### Task statement
Your output must match the data word for word, with every line included.

Natural language region descriptions:
□ □ □ □ □

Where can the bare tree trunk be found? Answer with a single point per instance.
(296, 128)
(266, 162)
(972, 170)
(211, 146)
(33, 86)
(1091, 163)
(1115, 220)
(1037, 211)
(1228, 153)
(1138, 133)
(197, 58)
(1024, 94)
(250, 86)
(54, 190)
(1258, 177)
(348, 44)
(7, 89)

□ □ □ □ □

### Exercise response
Where can the bare tree trunk be found? Answer with a single point per instance.
(296, 128)
(266, 162)
(972, 170)
(211, 146)
(33, 86)
(1091, 163)
(1115, 220)
(1037, 211)
(1228, 153)
(1138, 133)
(197, 58)
(1024, 94)
(250, 86)
(54, 190)
(1258, 177)
(348, 44)
(7, 89)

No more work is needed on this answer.